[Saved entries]
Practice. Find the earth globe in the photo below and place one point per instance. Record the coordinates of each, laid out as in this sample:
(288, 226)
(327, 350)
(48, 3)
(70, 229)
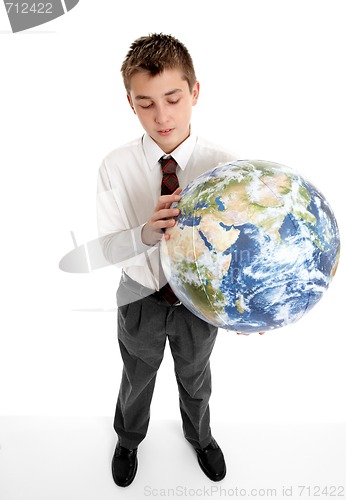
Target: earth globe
(254, 248)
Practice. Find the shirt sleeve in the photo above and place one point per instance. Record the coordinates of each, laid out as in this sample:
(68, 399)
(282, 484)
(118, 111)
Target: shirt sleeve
(119, 243)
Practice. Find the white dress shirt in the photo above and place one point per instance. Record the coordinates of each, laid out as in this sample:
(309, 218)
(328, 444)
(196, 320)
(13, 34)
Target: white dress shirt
(129, 186)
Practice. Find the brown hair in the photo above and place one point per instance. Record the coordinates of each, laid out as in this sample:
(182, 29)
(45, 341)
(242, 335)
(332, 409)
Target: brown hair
(155, 53)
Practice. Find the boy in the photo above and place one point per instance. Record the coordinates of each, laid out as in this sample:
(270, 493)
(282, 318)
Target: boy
(133, 212)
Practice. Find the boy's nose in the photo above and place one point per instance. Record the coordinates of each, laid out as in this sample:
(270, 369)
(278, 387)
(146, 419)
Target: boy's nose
(161, 115)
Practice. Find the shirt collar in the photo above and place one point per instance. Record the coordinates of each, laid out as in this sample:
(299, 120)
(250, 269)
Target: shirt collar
(181, 154)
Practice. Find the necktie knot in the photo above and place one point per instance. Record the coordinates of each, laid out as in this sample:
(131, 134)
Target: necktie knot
(168, 165)
(169, 178)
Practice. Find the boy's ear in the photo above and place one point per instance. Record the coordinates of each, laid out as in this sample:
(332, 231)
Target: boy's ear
(130, 103)
(195, 93)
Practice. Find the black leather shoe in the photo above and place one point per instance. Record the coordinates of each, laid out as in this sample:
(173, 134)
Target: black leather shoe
(211, 461)
(124, 465)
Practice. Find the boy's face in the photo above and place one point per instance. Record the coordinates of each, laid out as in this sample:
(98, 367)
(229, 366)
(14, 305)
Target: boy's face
(163, 104)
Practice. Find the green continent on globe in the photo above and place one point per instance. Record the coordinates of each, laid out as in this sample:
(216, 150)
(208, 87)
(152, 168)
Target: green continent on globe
(243, 232)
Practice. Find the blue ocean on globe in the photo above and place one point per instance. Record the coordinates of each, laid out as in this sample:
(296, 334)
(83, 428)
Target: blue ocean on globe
(255, 246)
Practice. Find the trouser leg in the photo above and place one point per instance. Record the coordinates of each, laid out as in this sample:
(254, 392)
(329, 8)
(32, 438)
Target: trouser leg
(142, 343)
(191, 342)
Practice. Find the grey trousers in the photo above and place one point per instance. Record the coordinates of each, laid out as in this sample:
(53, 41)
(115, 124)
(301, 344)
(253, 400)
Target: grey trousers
(143, 327)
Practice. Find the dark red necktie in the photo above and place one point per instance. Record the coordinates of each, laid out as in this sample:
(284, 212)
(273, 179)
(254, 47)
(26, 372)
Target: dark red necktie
(169, 178)
(169, 184)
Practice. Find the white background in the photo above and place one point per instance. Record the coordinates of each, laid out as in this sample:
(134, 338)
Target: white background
(272, 87)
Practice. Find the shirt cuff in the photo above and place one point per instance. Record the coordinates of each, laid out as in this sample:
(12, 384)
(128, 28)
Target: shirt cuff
(140, 247)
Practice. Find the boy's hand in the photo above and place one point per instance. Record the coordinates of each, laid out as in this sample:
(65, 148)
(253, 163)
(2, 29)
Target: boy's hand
(161, 218)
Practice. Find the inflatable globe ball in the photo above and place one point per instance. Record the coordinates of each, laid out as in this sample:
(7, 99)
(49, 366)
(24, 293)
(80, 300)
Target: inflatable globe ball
(254, 248)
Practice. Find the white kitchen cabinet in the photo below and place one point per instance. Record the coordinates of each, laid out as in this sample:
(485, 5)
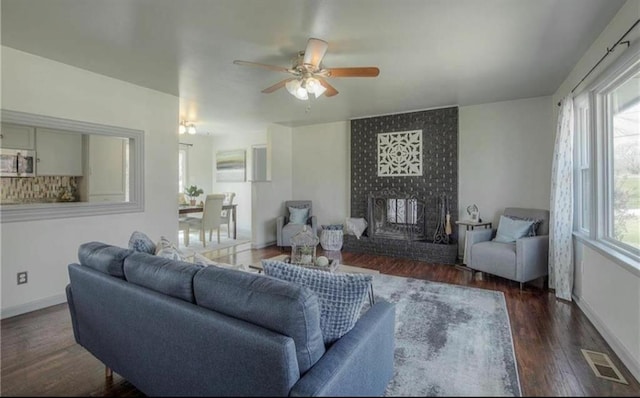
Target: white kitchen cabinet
(17, 137)
(58, 153)
(107, 168)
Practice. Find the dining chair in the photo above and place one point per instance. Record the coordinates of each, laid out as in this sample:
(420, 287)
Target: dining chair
(225, 215)
(183, 225)
(210, 217)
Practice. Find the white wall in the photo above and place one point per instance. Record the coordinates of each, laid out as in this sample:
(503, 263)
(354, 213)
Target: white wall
(44, 248)
(607, 292)
(199, 168)
(321, 169)
(242, 189)
(504, 155)
(268, 197)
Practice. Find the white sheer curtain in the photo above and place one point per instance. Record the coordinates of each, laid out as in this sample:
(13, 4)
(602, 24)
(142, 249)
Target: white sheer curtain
(561, 207)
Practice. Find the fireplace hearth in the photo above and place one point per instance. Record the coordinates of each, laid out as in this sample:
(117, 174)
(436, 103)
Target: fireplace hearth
(403, 212)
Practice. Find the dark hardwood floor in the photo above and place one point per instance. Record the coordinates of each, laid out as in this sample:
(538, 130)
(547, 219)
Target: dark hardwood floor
(40, 356)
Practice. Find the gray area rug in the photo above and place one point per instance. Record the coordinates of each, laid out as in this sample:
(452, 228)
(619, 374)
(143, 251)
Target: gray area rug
(450, 340)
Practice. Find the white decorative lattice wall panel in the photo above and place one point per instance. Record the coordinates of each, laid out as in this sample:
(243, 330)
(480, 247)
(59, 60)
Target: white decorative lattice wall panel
(400, 154)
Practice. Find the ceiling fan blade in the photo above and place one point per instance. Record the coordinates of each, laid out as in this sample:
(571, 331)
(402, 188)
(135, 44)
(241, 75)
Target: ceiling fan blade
(364, 71)
(276, 86)
(315, 51)
(331, 91)
(265, 66)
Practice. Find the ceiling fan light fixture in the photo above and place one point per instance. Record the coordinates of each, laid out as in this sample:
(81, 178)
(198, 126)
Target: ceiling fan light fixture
(295, 88)
(314, 87)
(187, 127)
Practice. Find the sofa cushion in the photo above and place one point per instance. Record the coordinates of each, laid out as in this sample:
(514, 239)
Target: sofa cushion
(341, 295)
(140, 242)
(283, 307)
(170, 277)
(165, 248)
(102, 257)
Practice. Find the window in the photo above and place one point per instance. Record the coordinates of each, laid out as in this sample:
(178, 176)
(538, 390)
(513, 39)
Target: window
(607, 159)
(582, 158)
(105, 163)
(622, 163)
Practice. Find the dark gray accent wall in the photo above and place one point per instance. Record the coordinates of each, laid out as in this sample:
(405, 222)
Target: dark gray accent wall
(440, 162)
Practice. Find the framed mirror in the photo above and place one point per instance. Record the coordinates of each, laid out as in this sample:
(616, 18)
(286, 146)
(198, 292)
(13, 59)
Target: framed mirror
(81, 168)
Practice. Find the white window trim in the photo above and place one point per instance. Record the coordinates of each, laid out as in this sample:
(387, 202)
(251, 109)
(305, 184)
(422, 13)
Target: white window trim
(185, 148)
(621, 69)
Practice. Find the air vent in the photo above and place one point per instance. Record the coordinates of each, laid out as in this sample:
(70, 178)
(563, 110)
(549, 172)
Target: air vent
(603, 367)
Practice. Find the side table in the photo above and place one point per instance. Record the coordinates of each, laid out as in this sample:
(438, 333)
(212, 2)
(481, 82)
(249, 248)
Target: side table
(470, 225)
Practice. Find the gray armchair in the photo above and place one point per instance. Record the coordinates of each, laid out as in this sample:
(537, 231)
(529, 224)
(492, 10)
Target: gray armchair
(285, 230)
(522, 261)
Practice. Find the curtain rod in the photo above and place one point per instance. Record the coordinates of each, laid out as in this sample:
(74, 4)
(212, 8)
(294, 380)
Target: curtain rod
(609, 50)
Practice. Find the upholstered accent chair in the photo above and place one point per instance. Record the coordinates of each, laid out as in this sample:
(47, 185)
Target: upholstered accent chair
(522, 260)
(286, 226)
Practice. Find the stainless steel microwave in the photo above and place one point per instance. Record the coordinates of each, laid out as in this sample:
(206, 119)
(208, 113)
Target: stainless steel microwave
(17, 163)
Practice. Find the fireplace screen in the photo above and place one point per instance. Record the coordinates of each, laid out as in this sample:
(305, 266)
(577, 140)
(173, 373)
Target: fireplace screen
(396, 216)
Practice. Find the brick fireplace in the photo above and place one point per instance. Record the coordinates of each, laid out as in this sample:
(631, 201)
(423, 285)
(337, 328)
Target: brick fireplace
(403, 211)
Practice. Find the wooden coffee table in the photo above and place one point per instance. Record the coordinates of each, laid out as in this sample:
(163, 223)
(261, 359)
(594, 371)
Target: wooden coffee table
(341, 267)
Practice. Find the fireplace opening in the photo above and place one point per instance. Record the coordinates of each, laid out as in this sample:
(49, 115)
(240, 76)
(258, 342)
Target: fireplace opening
(396, 216)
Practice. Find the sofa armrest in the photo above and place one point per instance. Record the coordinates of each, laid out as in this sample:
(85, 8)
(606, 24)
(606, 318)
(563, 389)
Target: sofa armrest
(280, 222)
(475, 236)
(358, 364)
(532, 257)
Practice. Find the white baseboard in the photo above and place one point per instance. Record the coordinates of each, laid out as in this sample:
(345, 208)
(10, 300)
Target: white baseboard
(262, 245)
(33, 305)
(627, 358)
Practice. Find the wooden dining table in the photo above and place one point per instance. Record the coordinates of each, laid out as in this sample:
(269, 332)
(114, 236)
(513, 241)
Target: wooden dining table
(187, 209)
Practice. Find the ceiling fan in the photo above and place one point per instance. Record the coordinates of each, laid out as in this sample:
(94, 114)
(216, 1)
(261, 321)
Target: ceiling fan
(309, 75)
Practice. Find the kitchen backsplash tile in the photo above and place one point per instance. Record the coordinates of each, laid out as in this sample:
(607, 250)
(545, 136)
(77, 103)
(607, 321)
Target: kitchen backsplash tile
(35, 189)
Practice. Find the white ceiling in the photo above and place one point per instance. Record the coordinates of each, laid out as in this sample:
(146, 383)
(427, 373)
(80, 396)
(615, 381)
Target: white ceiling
(430, 53)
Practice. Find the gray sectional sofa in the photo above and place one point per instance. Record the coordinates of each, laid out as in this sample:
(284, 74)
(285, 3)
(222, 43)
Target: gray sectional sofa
(175, 328)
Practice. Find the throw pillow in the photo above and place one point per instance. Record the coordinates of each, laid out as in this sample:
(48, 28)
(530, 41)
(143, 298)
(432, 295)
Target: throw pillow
(510, 230)
(341, 296)
(533, 231)
(199, 259)
(165, 248)
(298, 215)
(356, 226)
(141, 243)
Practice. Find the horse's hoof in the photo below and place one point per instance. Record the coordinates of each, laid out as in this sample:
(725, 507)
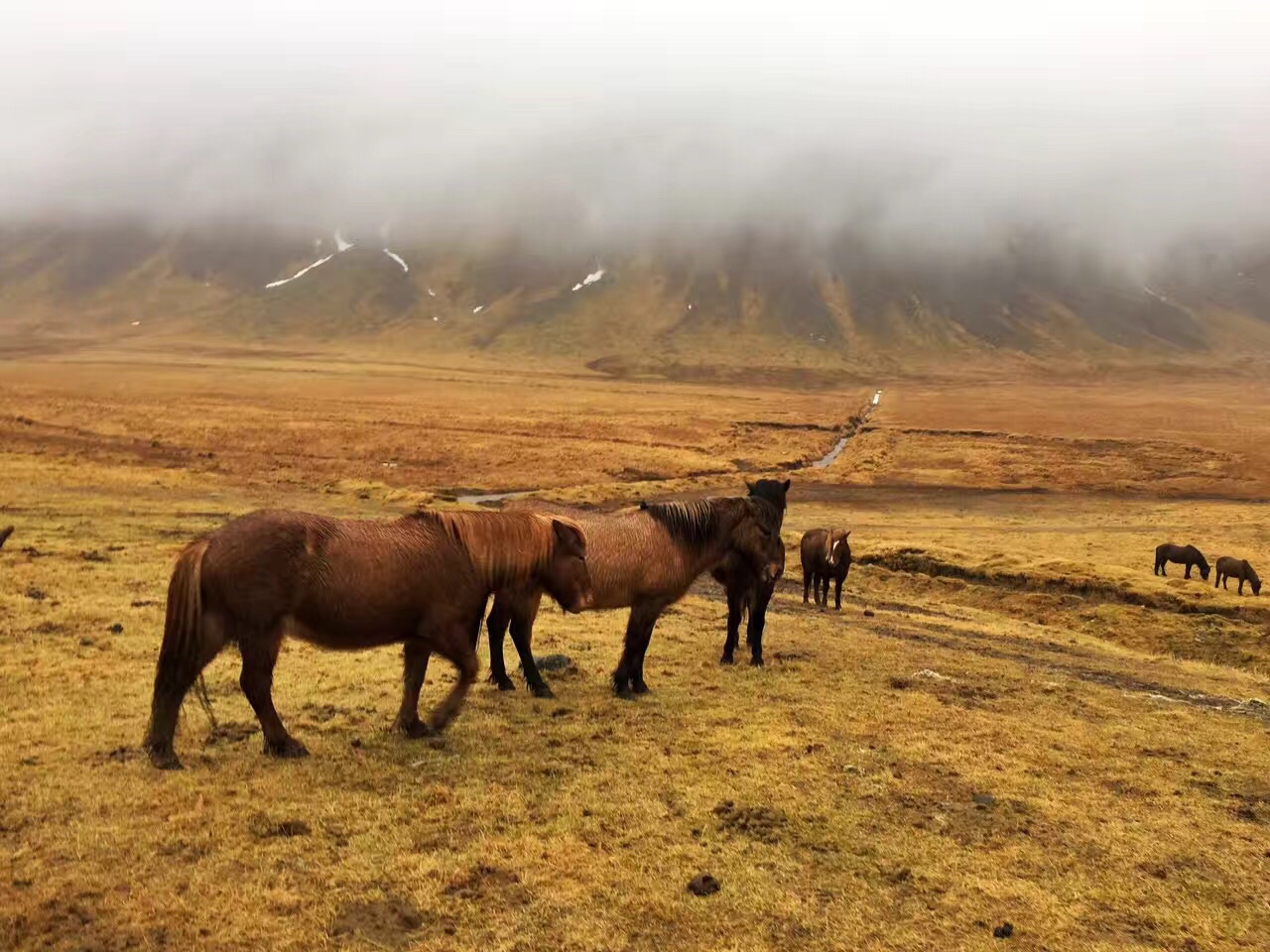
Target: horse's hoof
(414, 730)
(289, 749)
(164, 761)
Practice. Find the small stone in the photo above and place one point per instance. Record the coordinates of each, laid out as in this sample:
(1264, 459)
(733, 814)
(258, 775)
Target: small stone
(554, 662)
(702, 885)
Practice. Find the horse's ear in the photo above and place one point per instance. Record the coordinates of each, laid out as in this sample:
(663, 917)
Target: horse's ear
(570, 535)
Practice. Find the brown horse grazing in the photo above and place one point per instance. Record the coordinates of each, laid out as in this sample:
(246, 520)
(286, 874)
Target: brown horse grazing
(826, 555)
(1228, 567)
(422, 580)
(1182, 555)
(645, 560)
(746, 590)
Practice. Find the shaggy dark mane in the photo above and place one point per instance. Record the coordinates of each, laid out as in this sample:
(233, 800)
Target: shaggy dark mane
(695, 524)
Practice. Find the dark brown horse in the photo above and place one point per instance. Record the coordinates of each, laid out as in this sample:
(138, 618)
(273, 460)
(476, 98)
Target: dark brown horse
(1182, 555)
(746, 590)
(1228, 567)
(826, 555)
(645, 560)
(422, 580)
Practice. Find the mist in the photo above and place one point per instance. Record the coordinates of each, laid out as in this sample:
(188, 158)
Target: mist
(933, 128)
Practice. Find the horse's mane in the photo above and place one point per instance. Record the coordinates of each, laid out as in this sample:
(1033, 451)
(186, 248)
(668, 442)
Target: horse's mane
(695, 524)
(504, 546)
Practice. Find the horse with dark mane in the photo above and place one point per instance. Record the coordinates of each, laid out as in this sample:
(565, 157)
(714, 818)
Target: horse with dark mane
(746, 589)
(645, 560)
(1182, 555)
(421, 580)
(826, 553)
(1228, 567)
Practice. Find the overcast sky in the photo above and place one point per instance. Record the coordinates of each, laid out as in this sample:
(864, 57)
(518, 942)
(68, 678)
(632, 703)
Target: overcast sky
(929, 125)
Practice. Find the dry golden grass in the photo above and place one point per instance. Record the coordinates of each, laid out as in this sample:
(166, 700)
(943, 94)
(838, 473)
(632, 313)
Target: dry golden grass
(833, 792)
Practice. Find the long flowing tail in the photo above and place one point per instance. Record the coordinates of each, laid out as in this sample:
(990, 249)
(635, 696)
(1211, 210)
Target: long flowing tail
(182, 655)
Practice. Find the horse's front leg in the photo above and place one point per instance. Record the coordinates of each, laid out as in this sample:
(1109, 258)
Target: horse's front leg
(497, 624)
(522, 636)
(735, 607)
(762, 597)
(414, 666)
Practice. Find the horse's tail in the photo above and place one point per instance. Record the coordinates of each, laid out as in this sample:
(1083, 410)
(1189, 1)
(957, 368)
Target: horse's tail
(181, 656)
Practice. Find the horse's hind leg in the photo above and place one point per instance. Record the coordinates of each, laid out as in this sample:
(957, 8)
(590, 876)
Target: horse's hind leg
(171, 689)
(414, 664)
(735, 607)
(259, 651)
(629, 675)
(499, 617)
(453, 645)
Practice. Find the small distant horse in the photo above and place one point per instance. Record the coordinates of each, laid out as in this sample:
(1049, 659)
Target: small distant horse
(826, 555)
(1182, 555)
(746, 590)
(1228, 567)
(645, 560)
(422, 580)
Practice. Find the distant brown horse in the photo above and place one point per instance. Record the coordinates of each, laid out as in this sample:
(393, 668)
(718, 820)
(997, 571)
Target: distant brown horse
(645, 560)
(747, 590)
(1228, 567)
(422, 580)
(826, 555)
(1182, 555)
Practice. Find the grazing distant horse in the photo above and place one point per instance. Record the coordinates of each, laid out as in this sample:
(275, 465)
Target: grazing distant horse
(1182, 555)
(826, 555)
(645, 560)
(744, 588)
(422, 580)
(1228, 567)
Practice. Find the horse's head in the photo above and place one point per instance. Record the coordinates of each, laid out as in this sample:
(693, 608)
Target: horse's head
(567, 578)
(771, 490)
(758, 542)
(838, 548)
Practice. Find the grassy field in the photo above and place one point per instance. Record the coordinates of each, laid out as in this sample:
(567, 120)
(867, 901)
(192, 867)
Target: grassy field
(1011, 720)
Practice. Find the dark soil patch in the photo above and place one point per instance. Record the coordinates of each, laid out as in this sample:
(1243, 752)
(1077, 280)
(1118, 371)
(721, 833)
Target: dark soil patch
(483, 881)
(231, 733)
(381, 923)
(263, 826)
(761, 823)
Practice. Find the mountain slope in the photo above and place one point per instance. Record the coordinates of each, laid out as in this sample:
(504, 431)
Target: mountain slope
(757, 299)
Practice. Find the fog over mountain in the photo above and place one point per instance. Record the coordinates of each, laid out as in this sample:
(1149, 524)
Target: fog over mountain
(930, 128)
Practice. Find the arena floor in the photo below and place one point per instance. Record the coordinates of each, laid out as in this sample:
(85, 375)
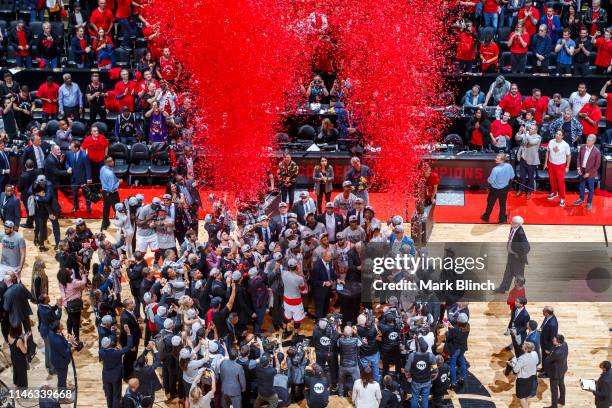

▶ **Description of the task**:
Please state how many of the lines above contain the word "sofa", giving only the number.

▶ **Solution for this task**:
6